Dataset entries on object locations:
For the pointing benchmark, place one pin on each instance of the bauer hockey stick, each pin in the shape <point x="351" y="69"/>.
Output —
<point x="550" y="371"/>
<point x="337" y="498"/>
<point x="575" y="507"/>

Goal of the exercise:
Reproduce every entry above line for line, changing nothing.

Solved problem:
For the pointing benchmark, place one pin on each instance of the bauer hockey stick, each pin in the shape <point x="351" y="69"/>.
Output —
<point x="550" y="371"/>
<point x="337" y="498"/>
<point x="575" y="507"/>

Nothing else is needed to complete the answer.